* [WHAT YOU WILL DO]: Apart from pictures, transcribe exactly each line from the one containing "# draw the outline of every instance of the exposed" through the final line of the listing below.

* [TASK INPUTS]:
=== Begin Enclosure ===

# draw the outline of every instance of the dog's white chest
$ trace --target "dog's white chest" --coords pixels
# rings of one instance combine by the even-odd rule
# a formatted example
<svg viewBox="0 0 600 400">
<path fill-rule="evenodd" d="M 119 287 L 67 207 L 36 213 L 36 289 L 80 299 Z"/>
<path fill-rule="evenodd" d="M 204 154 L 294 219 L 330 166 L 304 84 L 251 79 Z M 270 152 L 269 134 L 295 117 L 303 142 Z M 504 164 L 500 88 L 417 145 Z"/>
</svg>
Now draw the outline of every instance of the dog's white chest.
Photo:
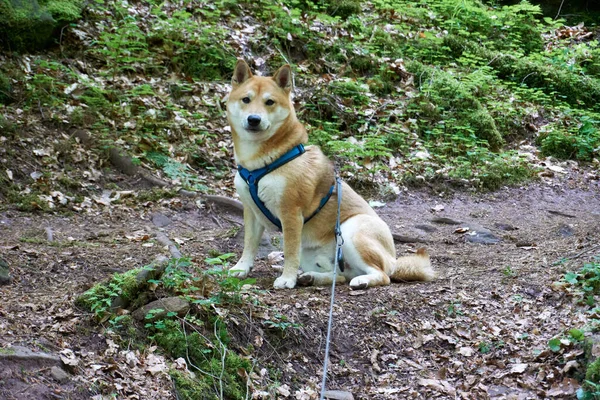
<svg viewBox="0 0 600 400">
<path fill-rule="evenodd" d="M 240 196 L 240 200 L 244 203 L 244 207 L 249 207 L 265 228 L 277 229 L 277 227 L 265 217 L 260 208 L 258 208 L 252 199 L 248 184 L 239 173 L 236 173 L 234 183 Z M 258 197 L 265 204 L 265 207 L 279 219 L 281 219 L 281 197 L 285 189 L 285 184 L 285 178 L 275 174 L 266 175 L 258 182 Z"/>
</svg>

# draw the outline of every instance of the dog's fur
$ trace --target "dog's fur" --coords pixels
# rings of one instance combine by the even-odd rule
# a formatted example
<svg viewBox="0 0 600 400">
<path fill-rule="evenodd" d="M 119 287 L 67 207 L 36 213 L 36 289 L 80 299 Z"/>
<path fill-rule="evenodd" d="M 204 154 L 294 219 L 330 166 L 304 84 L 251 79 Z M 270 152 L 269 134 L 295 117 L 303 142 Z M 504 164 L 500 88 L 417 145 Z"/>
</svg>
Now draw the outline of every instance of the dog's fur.
<svg viewBox="0 0 600 400">
<path fill-rule="evenodd" d="M 239 60 L 227 102 L 235 160 L 249 170 L 275 161 L 308 136 L 296 118 L 290 99 L 292 71 L 281 67 L 273 77 L 253 76 Z M 250 117 L 250 118 L 249 118 Z M 259 120 L 260 119 L 260 120 Z M 275 280 L 276 289 L 293 288 L 296 283 L 332 283 L 335 253 L 334 227 L 337 193 L 325 207 L 304 224 L 334 183 L 332 163 L 317 146 L 269 173 L 260 180 L 258 193 L 266 207 L 281 221 L 283 230 L 283 273 Z M 265 228 L 275 226 L 255 205 L 248 185 L 239 173 L 235 187 L 244 204 L 244 251 L 231 268 L 234 276 L 245 277 L 252 269 Z M 350 186 L 342 184 L 341 231 L 344 238 L 344 271 L 338 282 L 350 282 L 352 289 L 389 285 L 392 281 L 428 281 L 434 278 L 429 256 L 424 250 L 396 259 L 394 241 L 388 226 Z M 298 277 L 298 269 L 303 274 Z"/>
</svg>

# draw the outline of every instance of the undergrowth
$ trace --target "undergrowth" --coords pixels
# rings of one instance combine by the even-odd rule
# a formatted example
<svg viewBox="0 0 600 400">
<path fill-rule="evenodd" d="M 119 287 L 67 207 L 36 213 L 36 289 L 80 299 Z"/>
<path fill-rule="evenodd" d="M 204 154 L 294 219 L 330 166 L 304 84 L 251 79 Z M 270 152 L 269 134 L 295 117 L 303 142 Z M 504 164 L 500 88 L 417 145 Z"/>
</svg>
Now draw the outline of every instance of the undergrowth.
<svg viewBox="0 0 600 400">
<path fill-rule="evenodd" d="M 239 319 L 269 307 L 260 303 L 251 288 L 254 279 L 229 276 L 228 260 L 232 256 L 215 253 L 203 265 L 188 258 L 171 259 L 159 276 L 153 274 L 155 266 L 115 274 L 83 293 L 77 302 L 105 324 L 113 336 L 126 336 L 124 345 L 130 346 L 134 339 L 136 346 L 156 344 L 172 359 L 183 358 L 193 373 L 176 369 L 170 372 L 181 398 L 245 399 L 250 393 L 248 375 L 258 362 L 258 355 L 252 345 L 231 334 L 231 321 L 237 326 Z M 141 279 L 143 272 L 152 275 Z M 123 312 L 135 310 L 153 298 L 174 295 L 192 305 L 186 315 L 152 309 L 140 326 L 128 312 Z M 279 312 L 267 314 L 271 313 L 273 317 L 262 321 L 266 329 L 261 340 L 268 341 L 272 336 L 281 342 L 290 330 L 300 327 Z"/>
<path fill-rule="evenodd" d="M 565 22 L 527 1 L 141 5 L 92 3 L 60 54 L 25 68 L 8 59 L 4 107 L 89 130 L 99 154 L 118 143 L 176 184 L 209 191 L 232 166 L 225 84 L 235 59 L 252 54 L 263 74 L 293 64 L 310 141 L 359 186 L 493 190 L 535 177 L 536 157 L 598 159 L 600 47 L 561 36 Z M 13 120 L 20 129 L 27 119 Z"/>
<path fill-rule="evenodd" d="M 600 256 L 596 256 L 593 261 L 584 263 L 583 266 L 572 272 L 567 272 L 560 282 L 555 284 L 557 287 L 564 287 L 571 293 L 577 302 L 586 307 L 587 321 L 582 328 L 572 328 L 568 331 L 567 337 L 573 342 L 583 342 L 585 347 L 585 372 L 582 374 L 582 387 L 577 391 L 577 398 L 583 400 L 592 400 L 600 397 L 600 358 L 592 352 L 595 345 L 594 340 L 585 340 L 585 332 L 597 334 L 600 331 L 600 305 L 598 304 L 598 295 L 600 295 Z M 552 339 L 549 342 L 552 351 L 558 352 L 561 349 L 559 338 Z"/>
</svg>

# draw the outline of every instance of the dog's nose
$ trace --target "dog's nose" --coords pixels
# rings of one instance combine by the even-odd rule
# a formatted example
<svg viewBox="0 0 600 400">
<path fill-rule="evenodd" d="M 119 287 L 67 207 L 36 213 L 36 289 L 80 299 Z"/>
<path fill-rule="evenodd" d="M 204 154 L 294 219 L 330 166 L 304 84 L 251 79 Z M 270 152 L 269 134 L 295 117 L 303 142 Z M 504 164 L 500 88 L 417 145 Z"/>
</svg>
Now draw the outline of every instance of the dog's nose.
<svg viewBox="0 0 600 400">
<path fill-rule="evenodd" d="M 248 125 L 256 128 L 260 124 L 260 115 L 248 115 Z"/>
</svg>

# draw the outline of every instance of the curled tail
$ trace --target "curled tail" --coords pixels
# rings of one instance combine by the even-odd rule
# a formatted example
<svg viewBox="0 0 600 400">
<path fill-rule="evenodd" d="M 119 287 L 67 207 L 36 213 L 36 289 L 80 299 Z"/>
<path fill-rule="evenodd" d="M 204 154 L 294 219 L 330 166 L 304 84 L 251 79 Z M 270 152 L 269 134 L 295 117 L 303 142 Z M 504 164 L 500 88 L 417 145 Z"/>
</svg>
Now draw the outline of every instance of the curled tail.
<svg viewBox="0 0 600 400">
<path fill-rule="evenodd" d="M 413 256 L 400 257 L 390 271 L 392 281 L 430 281 L 435 278 L 435 271 L 431 268 L 429 254 L 425 249 L 417 250 Z"/>
</svg>

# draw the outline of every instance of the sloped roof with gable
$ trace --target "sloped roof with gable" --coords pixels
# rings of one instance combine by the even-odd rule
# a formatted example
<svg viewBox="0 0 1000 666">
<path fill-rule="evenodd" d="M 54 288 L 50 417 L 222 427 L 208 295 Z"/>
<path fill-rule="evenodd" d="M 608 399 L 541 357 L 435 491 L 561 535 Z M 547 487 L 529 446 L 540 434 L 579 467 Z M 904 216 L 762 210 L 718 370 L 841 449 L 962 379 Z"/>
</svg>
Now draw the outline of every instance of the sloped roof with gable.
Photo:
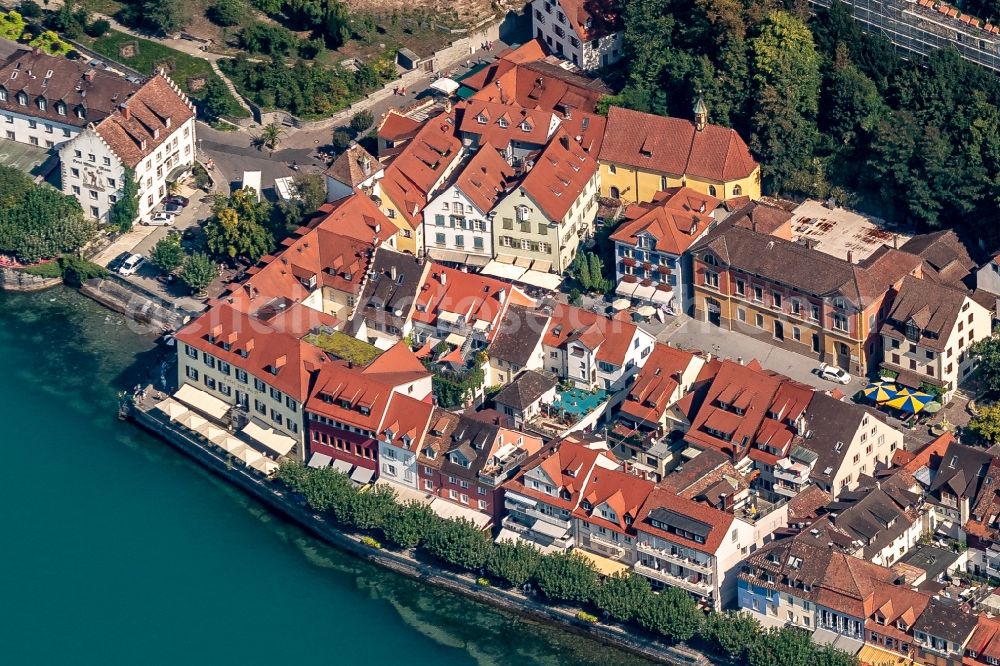
<svg viewBox="0 0 1000 666">
<path fill-rule="evenodd" d="M 687 174 L 717 182 L 750 176 L 757 162 L 735 130 L 666 118 L 617 106 L 608 110 L 601 162 L 645 171 Z"/>
<path fill-rule="evenodd" d="M 615 229 L 611 240 L 635 245 L 644 234 L 656 242 L 658 251 L 680 256 L 708 229 L 713 221 L 710 213 L 719 203 L 689 187 L 660 192 L 651 203 L 629 206 L 626 221 Z"/>
<path fill-rule="evenodd" d="M 664 514 L 664 512 L 667 512 Z M 653 525 L 653 521 L 666 524 L 669 516 L 682 516 L 693 520 L 703 527 L 704 542 L 687 539 L 674 532 Z M 639 519 L 634 527 L 637 532 L 653 534 L 661 539 L 686 546 L 710 555 L 715 555 L 722 545 L 723 539 L 729 535 L 729 526 L 733 524 L 732 514 L 720 511 L 694 500 L 681 497 L 662 487 L 655 487 L 639 510 Z M 641 540 L 642 537 L 640 536 Z"/>
<path fill-rule="evenodd" d="M 455 179 L 455 187 L 485 215 L 507 194 L 514 176 L 514 168 L 485 143 Z"/>
<path fill-rule="evenodd" d="M 555 388 L 559 378 L 548 372 L 524 370 L 493 396 L 498 405 L 507 405 L 517 410 L 525 410 L 541 400 L 548 391 Z"/>
<path fill-rule="evenodd" d="M 194 105 L 187 96 L 156 74 L 94 129 L 118 159 L 135 168 L 193 117 Z"/>
<path fill-rule="evenodd" d="M 655 343 L 635 382 L 629 387 L 621 406 L 622 414 L 639 421 L 658 423 L 679 386 L 681 375 L 693 359 L 694 355 L 690 352 L 661 342 Z"/>
<path fill-rule="evenodd" d="M 558 303 L 552 308 L 542 343 L 565 349 L 566 345 L 579 342 L 591 351 L 596 349 L 597 360 L 620 367 L 625 364 L 637 330 L 631 322 L 608 319 L 583 308 Z"/>
<path fill-rule="evenodd" d="M 563 116 L 577 111 L 595 113 L 598 100 L 612 94 L 600 79 L 569 72 L 557 62 L 561 61 L 501 60 L 462 83 L 478 90 L 473 99 L 519 104 Z"/>
<path fill-rule="evenodd" d="M 324 175 L 339 181 L 348 187 L 357 187 L 371 178 L 382 165 L 360 144 L 352 144 L 342 152 L 333 164 L 324 171 Z"/>
<path fill-rule="evenodd" d="M 632 524 L 639 519 L 639 511 L 653 488 L 651 481 L 634 474 L 595 469 L 587 480 L 580 497 L 581 503 L 573 511 L 573 515 L 620 534 L 633 533 Z M 585 508 L 583 502 L 587 502 L 590 508 Z M 614 512 L 615 520 L 601 514 L 602 505 L 607 505 Z"/>
<path fill-rule="evenodd" d="M 454 112 L 446 112 L 428 120 L 386 168 L 379 181 L 382 194 L 389 197 L 412 228 L 416 229 L 422 220 L 421 211 L 431 189 L 461 153 Z"/>
<path fill-rule="evenodd" d="M 432 263 L 417 292 L 413 319 L 435 325 L 442 312 L 457 314 L 470 325 L 474 321 L 489 324 L 487 337 L 492 339 L 507 306 L 513 303 L 534 302 L 507 282 Z"/>
<path fill-rule="evenodd" d="M 504 483 L 503 487 L 551 506 L 573 511 L 580 502 L 584 482 L 597 464 L 597 459 L 602 456 L 611 460 L 605 451 L 589 449 L 570 441 L 553 442 L 526 460 L 518 473 Z M 525 473 L 535 468 L 541 468 L 555 484 L 554 496 L 524 483 Z"/>
<path fill-rule="evenodd" d="M 427 270 L 429 264 L 411 254 L 379 247 L 355 317 L 364 317 L 369 325 L 402 329 L 413 312 Z"/>
<path fill-rule="evenodd" d="M 545 335 L 548 322 L 548 315 L 541 310 L 510 305 L 490 345 L 490 358 L 506 361 L 517 368 L 525 367 Z"/>
<path fill-rule="evenodd" d="M 908 340 L 907 325 L 912 322 L 920 332 L 917 344 L 943 352 L 962 314 L 968 294 L 932 280 L 919 280 L 912 275 L 903 284 L 892 302 L 892 310 L 881 333 L 897 340 Z"/>
<path fill-rule="evenodd" d="M 469 100 L 459 104 L 456 111 L 461 132 L 474 134 L 480 143 L 491 143 L 499 149 L 515 141 L 544 146 L 550 128 L 558 125 L 551 111 L 486 100 Z"/>
<path fill-rule="evenodd" d="M 396 227 L 375 202 L 358 192 L 320 206 L 307 227 L 321 227 L 373 245 L 392 238 L 396 232 Z"/>
<path fill-rule="evenodd" d="M 582 41 L 598 39 L 622 29 L 620 5 L 613 0 L 559 0 L 573 32 Z"/>
<path fill-rule="evenodd" d="M 559 129 L 521 181 L 521 189 L 548 219 L 561 222 L 596 170 L 594 158 Z"/>
</svg>

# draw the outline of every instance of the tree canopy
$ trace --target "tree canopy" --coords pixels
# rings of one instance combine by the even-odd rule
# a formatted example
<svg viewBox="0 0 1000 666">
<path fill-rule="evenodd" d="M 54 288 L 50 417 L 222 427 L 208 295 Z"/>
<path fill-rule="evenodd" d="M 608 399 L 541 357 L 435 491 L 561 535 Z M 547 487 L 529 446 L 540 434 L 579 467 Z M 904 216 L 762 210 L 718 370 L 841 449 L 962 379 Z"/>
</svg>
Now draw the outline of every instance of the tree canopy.
<svg viewBox="0 0 1000 666">
<path fill-rule="evenodd" d="M 0 252 L 33 263 L 76 252 L 97 232 L 76 197 L 0 166 Z"/>
<path fill-rule="evenodd" d="M 271 204 L 257 201 L 251 189 L 241 189 L 229 197 L 216 197 L 212 216 L 203 225 L 205 244 L 216 257 L 227 261 L 256 262 L 274 247 L 268 230 Z"/>
</svg>

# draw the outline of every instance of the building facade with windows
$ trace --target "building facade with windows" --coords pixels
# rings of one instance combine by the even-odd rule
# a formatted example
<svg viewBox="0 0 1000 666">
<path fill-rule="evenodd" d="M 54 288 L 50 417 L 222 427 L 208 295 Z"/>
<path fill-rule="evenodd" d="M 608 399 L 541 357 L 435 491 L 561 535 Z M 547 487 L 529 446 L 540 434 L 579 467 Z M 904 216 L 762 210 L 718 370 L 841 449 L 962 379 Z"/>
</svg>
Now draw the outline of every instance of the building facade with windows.
<svg viewBox="0 0 1000 666">
<path fill-rule="evenodd" d="M 58 148 L 113 114 L 138 88 L 83 61 L 17 50 L 0 62 L 0 137 Z"/>
<path fill-rule="evenodd" d="M 760 198 L 760 165 L 735 130 L 709 124 L 701 100 L 694 122 L 612 106 L 598 161 L 601 196 L 626 203 L 684 186 L 723 200 Z"/>
<path fill-rule="evenodd" d="M 79 199 L 90 217 L 106 221 L 130 169 L 139 190 L 139 218 L 149 219 L 168 183 L 194 165 L 195 146 L 194 105 L 157 74 L 113 113 L 60 146 L 63 193 Z"/>
<path fill-rule="evenodd" d="M 609 0 L 534 0 L 531 25 L 535 39 L 583 70 L 613 65 L 623 55 L 618 6 Z"/>
</svg>

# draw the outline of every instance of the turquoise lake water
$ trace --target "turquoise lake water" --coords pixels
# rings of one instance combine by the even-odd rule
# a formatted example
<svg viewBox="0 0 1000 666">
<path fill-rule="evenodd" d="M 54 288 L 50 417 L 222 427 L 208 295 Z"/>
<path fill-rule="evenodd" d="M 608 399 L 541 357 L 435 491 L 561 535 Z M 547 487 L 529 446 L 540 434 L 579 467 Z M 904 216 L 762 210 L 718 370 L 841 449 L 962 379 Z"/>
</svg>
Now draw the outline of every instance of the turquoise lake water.
<svg viewBox="0 0 1000 666">
<path fill-rule="evenodd" d="M 0 664 L 646 663 L 326 547 L 119 422 L 152 348 L 0 294 Z"/>
</svg>

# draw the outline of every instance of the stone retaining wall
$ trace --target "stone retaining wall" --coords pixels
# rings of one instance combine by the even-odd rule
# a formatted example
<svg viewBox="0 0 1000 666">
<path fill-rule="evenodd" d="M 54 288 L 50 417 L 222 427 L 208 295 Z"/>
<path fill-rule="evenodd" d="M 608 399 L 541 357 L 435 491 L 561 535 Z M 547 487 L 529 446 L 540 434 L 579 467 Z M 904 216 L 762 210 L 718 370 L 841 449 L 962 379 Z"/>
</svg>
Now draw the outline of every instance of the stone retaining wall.
<svg viewBox="0 0 1000 666">
<path fill-rule="evenodd" d="M 0 291 L 41 291 L 62 284 L 62 278 L 44 278 L 16 268 L 0 268 Z"/>
</svg>

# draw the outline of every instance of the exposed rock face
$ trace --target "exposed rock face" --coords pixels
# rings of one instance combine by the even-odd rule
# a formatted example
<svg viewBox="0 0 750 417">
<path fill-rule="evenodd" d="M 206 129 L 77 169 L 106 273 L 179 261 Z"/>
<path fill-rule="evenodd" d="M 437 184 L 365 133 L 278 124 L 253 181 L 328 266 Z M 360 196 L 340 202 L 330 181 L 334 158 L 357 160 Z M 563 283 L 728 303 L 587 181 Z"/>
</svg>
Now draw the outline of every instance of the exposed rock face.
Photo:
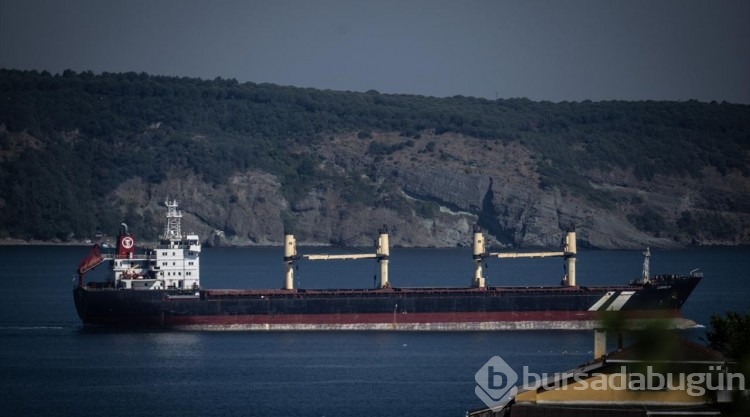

=== End Enclosure ===

* [RESPONSE FOR THIS EXERCISE]:
# draw the outline of every instance of the exposed rock face
$ trace --target "exposed rock face" --coords pixels
# rings of one instance combine by the even-odd rule
# a formatted example
<svg viewBox="0 0 750 417">
<path fill-rule="evenodd" d="M 206 129 L 77 169 L 106 273 L 179 261 Z"/>
<path fill-rule="evenodd" d="M 437 184 L 365 133 L 278 124 L 253 181 L 328 266 Z M 360 196 L 340 202 L 330 181 L 334 158 L 357 160 Z M 563 283 L 728 303 L 587 181 Z"/>
</svg>
Now draw the outline of every instance of the exposed rock face.
Photo:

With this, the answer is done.